Unstructured Abstract
Yoga has been recommended as a complementary behavioral self-management strategy for urinary incontinence, but evidence of its feasibility, tolerability, and efficacy is lacking. A single-center randomized trial was conducted to evaluate the feasibility and tolerability of a group-based therapeutic yoga program for incontinence in women and examine changes in incontinence frequency as the primary efficacy outcome after 3 months of yoga practice. Ambulatory women aged 50 years and older with daily stress-, urgency-, or mixed-type incontinence were randomly assigned to take part in a 3-month program involving twice weekly group yoga classes and once weekly home yoga practice designed by an expert yoga panel (yoga group) or a non-specific muscle stretching and strengthening program designed to provide a rigorous time-and-attention control (control group). Of the 56 women randomized (mean age of 65.4 ±8.1 years,) mean baseline incontinence frequency was 3.5 (±2.0) episodes/day. Fifty women completed the 3-month intervention program (89%), including 27 in the yoga and 23 in the control group. Of those, 89% in the yoga and 87% in the control group attended at least 80% of group classes. Over 3 months, total incontinence frequency decreased by an average of 76% from baseline in the yoga group and 56% in the control group (P=0.07 for between-group difference). Stress incontinence frequency also decreased by an average of 61% in the yoga group and 35% in controls (P=0.045 for between-group difference), but changes in urgency incontinence frequency were smaller and did not differ significantly between groups. Forty-eight non-serious adverse events were reported, including 23 in the yoga group and 25 in the control group, but none were directly attributable to yoga or control program practice. Findings demonstrate the feasibility of recruiting and retaining incontinent women across the aging spectrum into a therapeutic yoga program and provide preliminary evidence of reduction in total and stress-type incontinence frequency after 3 months of yoga practice. When taught with appropriate attention to women’s clinical needs, yoga may offer a potential community-based behavioral self-management strategy for incontinence to enhance clinical treatment.
Condensation (single sentence of up to 25 words)
Ambulatory women found a 3-month incontinence-specific yoga program to be well-tolerated, although their 76% decrease in incontinence frequency was not significantly greater than among time-and-attention controls.
Introduction
One in three women over the age of 50 suffers from urinary incontinence, a condition associated with depression, social isolation, falls and fractures, and loss of ability to live independently.1–9 Current first-line treatment consists of behavioral strategies such as pelvic floor exercises that can be difficult for women to practice effectively without one-on-one training with specialized healthcare practitioners.10–13 Second-line treatments such as anticholinergic medications have side effects that limit their safety and tolerability.14–17 As a result, there is a need for alternate management strategies that are not only effective, but also better tolerated and more accessible.
■ ■ ■ ■ ■ ■ ■
▶ [EXERCISES TO COMPLETE]
1 > Please copy out the part of the yoga study excerpt that opens with the words "Condensation (single sentence" and closes with "among time-and-attention controls.".
2 > According to the yoga study excerpt, how many non-serious adverse events were reported in the yoga group?
3 > Carry on writing the yoga study excerpt after its final sentence.

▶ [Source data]
■ ■ ■ ■ ■ ■ ■
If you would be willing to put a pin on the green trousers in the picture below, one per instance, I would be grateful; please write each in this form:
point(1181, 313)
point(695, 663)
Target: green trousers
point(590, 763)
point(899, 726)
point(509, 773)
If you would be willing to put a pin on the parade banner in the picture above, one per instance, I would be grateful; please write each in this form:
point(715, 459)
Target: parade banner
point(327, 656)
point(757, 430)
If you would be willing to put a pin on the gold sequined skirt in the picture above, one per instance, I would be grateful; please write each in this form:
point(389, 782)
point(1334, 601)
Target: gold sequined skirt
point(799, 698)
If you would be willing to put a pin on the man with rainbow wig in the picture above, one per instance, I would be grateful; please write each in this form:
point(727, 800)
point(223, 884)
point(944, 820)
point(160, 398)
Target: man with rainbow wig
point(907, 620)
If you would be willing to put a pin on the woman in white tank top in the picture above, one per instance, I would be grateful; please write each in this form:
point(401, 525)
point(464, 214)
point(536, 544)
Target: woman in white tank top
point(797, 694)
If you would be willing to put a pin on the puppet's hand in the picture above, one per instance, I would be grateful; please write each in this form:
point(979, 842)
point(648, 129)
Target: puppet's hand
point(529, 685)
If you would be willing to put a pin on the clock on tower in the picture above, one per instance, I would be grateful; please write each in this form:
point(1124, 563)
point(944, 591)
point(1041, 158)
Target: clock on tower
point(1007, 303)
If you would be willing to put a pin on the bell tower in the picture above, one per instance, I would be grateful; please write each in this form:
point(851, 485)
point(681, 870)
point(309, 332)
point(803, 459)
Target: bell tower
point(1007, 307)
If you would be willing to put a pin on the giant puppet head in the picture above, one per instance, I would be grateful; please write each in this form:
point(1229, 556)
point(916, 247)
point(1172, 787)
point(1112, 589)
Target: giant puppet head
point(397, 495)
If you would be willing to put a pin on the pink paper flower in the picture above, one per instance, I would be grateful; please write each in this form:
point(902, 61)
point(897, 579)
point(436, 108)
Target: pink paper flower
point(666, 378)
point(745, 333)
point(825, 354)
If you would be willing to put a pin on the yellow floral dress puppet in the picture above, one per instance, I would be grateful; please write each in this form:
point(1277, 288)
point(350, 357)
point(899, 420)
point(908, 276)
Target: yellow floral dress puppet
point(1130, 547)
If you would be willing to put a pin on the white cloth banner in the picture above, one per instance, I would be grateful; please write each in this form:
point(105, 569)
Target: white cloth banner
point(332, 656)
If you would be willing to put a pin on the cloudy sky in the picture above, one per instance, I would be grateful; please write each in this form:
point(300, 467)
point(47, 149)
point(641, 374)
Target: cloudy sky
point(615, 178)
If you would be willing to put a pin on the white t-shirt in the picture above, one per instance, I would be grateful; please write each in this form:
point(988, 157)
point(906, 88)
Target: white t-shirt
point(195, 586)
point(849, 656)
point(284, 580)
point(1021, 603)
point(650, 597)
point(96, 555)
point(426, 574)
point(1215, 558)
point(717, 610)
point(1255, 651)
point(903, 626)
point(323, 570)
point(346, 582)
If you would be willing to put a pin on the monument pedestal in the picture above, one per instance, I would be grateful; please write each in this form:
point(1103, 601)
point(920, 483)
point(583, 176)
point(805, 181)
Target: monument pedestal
■ ■ ■ ■ ■ ■ ■
▶ [YOUR WRITTEN ANSWERS]
1 >
Condensation (single sentence of up to 25 words)
Ambulatory women found a 3-month incontinence-specific yoga program to be well-tolerated, although their 76% decrease in incontinence frequency was not significantly greater than among time-and-attention controls.

2 > 23

3 >
Yoga is a set of complementary physical and mental practices with the potential to improve incontinence in women through multiple mechanisms. When practiced with emphasis on mindful awareness of specific body structures, yoga can be used to help women identify and control their pelvic floor muscles to improve incontinence-related pelvic floor dysfunction. Restorative yoga practices also have the potential to reduce anxiety, perceived stress, and associated autonomic imbalance,18–24 as factors that can precipitate or worsen urgency incontinence.25–27 Regular practice of yoga can also improve lower extremity strength and conditioning28,29 to protect against incontinence in frail older women.30,31
Nevertheless, despite interest in yoga by women with incontinence,32–34 data to support yoga as a management strategy for incontinence are lacking. Our research team previously collaborated with an expert yoga panel to develop a group-based yoga program for incontinence in women.35 We now describe findings from a single-center trial to assess the feasibility of recruiting and retaining ambulatory incontinent women in this yoga program, assess the safety and tolerability of yoga, and evaluate preliminary changes in incontinence after 3 months.
Materials and Methods
Eligibility and recruitment
Ambulatory women with incontinence were recruited into a single-center, parallel-group, randomized trial of a 3-month therapeutic yoga program versus non-specific muscle stretching and strengthening control program. To be eligible, women had to be at least 50 years of age, report incontinence for at least 3 months, document at least 3 episodes of incontinence on a screening 3-day voiding diary,36,37 and self-report predominantly stress-, urgency-, or mixed-type incontinence. Participants also had to agree to forgo other clinical incontinence treatments during the 3-month trial, including practitioner-supervised behavioral treatments such as pelvic floor therapy.
Women were excluded if they had major mobility limitations such as being unable to walk two blocks on level ground or get up from a supine to standing position unassisted. Participants could not already be engaged in organized yoga classes or have completed prior yoga training directed specifically at treatment of incontinence. Other exclusion criteria included pregnancy in the past 6 months; current urinary tract infection or hematuria; history of 3 or more urinary tract infections in the past year; major neurologic condition such as stroke; history of bladder or rectal fistula, pelvic cancer or radiation, interstitial cystitis or chronic pelvic pain, or congenital defect leading to incontinence; current symptomatic pelvic organ prolapse; prior anti-incontinence or urethral surgery; or other pelvic surgery in the past 3 months.
Participants were recruited from the San Francisco Bay area using flyers posted in community centers, newspaper advertisements, community mailings, and recruitment of female patients from University of California San Francisco (UCSF) Medical Center. Before undergoing in-person screening, all women provided written informed consent. All study procedures were approved by the UCSF institutional review board (IRB#14–14732), and the trial was registered in clinicaltrials.gov (NCT02342678).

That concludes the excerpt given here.